"""
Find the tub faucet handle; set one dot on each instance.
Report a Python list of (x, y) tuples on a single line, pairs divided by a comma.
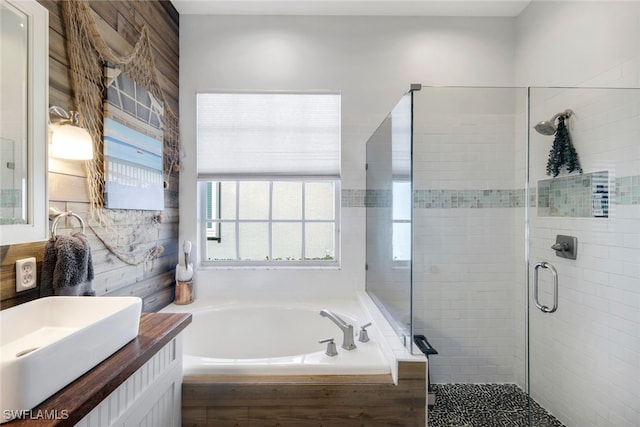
[(364, 336), (331, 347)]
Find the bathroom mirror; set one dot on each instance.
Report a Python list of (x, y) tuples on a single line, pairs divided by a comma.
[(24, 62)]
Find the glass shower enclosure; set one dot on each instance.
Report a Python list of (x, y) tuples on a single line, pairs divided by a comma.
[(514, 275)]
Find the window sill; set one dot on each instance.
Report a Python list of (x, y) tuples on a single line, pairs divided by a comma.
[(211, 267)]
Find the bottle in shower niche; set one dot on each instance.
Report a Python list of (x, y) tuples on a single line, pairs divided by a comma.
[(184, 278)]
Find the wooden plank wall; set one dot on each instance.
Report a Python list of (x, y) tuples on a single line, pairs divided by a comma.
[(119, 22)]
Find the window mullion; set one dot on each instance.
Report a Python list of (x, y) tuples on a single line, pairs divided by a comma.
[(270, 221), (237, 222), (304, 227)]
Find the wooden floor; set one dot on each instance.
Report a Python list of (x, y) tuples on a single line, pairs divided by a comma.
[(301, 401)]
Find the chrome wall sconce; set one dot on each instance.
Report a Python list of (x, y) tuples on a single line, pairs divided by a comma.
[(69, 140)]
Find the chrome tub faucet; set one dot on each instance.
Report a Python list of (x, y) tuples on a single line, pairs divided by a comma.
[(347, 330)]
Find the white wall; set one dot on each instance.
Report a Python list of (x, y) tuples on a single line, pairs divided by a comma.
[(585, 357), (371, 60)]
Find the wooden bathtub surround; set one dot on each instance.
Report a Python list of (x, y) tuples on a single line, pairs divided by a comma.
[(300, 401), (82, 395)]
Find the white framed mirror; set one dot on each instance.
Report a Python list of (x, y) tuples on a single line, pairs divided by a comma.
[(24, 98)]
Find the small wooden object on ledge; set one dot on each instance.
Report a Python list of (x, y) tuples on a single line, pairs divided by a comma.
[(184, 292)]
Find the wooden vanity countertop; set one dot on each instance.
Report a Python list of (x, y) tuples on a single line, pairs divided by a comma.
[(76, 400)]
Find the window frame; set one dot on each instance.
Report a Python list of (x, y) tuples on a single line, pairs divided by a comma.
[(270, 263)]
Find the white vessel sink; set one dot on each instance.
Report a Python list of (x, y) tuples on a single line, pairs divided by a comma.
[(47, 343)]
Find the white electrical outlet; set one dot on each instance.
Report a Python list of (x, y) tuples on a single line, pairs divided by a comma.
[(25, 274)]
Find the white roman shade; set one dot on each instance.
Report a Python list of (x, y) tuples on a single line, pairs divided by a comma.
[(268, 134)]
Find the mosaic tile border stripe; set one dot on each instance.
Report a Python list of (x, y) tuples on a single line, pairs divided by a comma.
[(626, 192)]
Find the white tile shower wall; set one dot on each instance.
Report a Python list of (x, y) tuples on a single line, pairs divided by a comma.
[(585, 357), (464, 264)]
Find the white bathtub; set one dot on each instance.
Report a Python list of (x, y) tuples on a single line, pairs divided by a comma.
[(276, 338)]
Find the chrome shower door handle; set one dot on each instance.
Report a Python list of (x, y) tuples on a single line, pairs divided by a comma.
[(554, 273)]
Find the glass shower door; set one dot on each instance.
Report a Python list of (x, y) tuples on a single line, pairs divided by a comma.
[(584, 257), (389, 214)]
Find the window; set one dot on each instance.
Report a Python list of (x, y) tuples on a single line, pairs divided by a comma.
[(269, 177), (281, 222), (401, 219)]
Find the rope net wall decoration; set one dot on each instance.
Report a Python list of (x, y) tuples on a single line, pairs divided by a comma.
[(131, 235)]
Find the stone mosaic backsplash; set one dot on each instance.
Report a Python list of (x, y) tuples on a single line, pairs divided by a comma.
[(573, 196), (585, 195)]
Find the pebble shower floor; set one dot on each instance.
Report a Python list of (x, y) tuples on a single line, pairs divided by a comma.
[(485, 405)]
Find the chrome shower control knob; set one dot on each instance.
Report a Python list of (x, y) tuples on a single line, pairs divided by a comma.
[(364, 336)]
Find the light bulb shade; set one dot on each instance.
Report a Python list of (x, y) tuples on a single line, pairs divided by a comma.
[(71, 142)]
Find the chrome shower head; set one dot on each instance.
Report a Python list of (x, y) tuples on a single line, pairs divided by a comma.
[(548, 127)]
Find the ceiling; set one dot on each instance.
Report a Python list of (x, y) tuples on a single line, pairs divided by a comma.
[(504, 8)]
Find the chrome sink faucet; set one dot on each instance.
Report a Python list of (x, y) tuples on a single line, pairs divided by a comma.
[(347, 330)]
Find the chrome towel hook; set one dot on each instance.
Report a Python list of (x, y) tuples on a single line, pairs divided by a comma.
[(59, 215)]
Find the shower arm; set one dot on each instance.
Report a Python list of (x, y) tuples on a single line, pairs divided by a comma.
[(566, 114)]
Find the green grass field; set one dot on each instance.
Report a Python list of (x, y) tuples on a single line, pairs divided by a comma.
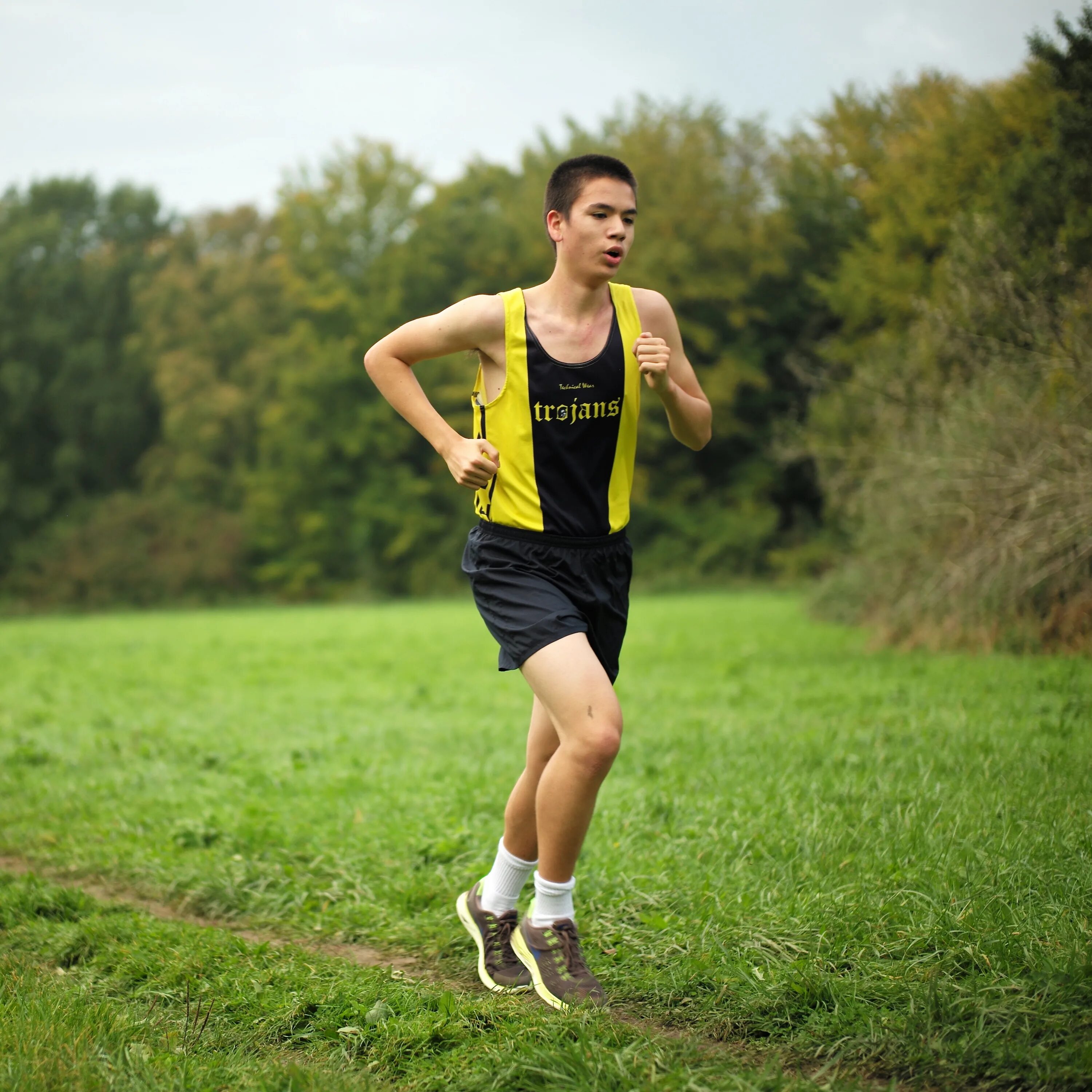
[(810, 858)]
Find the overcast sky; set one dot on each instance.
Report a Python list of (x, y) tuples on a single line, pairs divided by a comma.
[(210, 101)]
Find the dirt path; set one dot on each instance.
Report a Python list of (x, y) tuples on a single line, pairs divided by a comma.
[(105, 890)]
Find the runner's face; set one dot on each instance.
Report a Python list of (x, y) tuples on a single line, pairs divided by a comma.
[(599, 232)]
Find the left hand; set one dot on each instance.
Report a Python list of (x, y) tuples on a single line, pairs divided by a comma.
[(653, 355)]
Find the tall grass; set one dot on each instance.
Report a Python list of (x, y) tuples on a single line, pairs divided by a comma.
[(971, 490)]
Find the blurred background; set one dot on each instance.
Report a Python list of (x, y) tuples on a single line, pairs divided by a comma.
[(874, 221)]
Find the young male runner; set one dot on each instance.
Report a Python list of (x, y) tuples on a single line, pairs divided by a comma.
[(552, 464)]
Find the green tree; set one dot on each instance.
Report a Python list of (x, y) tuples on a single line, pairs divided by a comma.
[(77, 409)]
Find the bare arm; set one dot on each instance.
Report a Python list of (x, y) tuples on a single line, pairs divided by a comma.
[(670, 374), (469, 325)]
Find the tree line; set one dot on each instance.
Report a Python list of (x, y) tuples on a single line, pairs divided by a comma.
[(889, 310)]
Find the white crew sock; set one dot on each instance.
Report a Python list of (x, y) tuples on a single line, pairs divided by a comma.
[(552, 901), (502, 888)]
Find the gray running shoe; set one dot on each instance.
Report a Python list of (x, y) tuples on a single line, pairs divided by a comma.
[(557, 966), (498, 968)]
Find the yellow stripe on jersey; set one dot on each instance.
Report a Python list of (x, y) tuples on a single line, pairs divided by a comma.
[(513, 496), (622, 476)]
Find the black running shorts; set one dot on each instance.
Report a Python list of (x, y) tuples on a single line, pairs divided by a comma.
[(533, 589)]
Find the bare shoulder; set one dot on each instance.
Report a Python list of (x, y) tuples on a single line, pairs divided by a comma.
[(656, 313), (479, 317)]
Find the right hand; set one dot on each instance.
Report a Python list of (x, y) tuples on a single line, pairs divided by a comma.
[(473, 463)]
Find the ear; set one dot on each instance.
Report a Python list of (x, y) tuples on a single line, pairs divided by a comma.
[(554, 225)]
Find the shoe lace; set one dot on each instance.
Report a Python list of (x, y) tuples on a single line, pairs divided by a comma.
[(566, 932), (500, 938)]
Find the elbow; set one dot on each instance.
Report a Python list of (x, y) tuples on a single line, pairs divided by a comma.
[(373, 363), (704, 432)]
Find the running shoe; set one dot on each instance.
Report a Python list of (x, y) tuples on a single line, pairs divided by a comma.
[(557, 966), (498, 968)]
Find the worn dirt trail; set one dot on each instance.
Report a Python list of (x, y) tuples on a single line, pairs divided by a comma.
[(106, 890)]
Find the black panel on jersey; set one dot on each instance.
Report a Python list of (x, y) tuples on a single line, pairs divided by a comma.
[(576, 410)]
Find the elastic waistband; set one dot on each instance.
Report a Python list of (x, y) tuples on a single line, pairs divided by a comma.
[(504, 531)]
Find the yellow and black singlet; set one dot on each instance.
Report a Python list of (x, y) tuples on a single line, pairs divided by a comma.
[(566, 433)]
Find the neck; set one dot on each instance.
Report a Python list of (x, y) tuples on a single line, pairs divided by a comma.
[(575, 296)]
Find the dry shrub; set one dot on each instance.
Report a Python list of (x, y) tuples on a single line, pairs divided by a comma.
[(131, 550), (973, 505)]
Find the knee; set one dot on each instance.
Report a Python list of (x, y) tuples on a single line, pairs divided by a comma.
[(598, 748)]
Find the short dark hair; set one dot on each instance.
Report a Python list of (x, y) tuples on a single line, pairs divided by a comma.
[(571, 176)]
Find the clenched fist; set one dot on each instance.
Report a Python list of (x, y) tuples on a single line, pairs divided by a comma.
[(473, 463), (653, 355)]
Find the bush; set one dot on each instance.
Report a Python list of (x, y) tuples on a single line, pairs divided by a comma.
[(131, 550), (973, 495)]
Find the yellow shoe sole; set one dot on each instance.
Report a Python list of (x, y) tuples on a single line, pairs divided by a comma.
[(525, 956), (464, 917)]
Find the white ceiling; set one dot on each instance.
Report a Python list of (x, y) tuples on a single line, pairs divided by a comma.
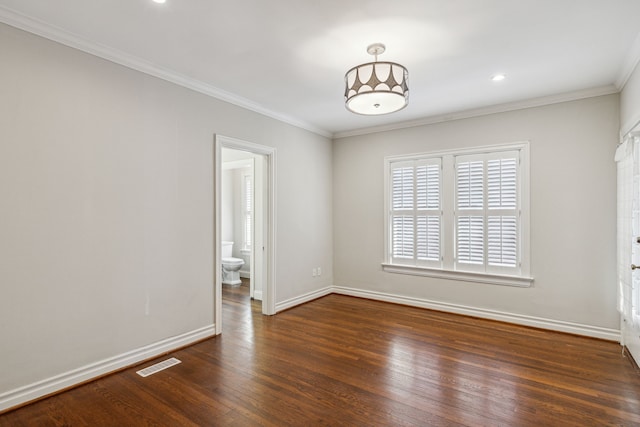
"""
What is asked —
Could you lay out the listing above, from its first line up to and including the line with "[(514, 275)]", as a JSON list of strings with one string per line, skipping blank lines and leaving the pictures out?

The completed task —
[
  "Find the tub faucet handle; set one dot on each instance.",
  "Report a Python list of (x, y) tuples on a single line, pairs divided by a comma.",
  "[(364, 336), (331, 347)]",
  "Find the bathroom mirror; set one dot on each instance.",
  "Report a Python list of (x, y) tuples on a single line, pairs divided by a comma.",
  "[(24, 62)]",
  "Find the glass shower enclosure; set one dot on each instance.",
  "Report a Python list of (x, y) tuples on a single line, pairs divided by a comma.",
  "[(514, 275)]"
]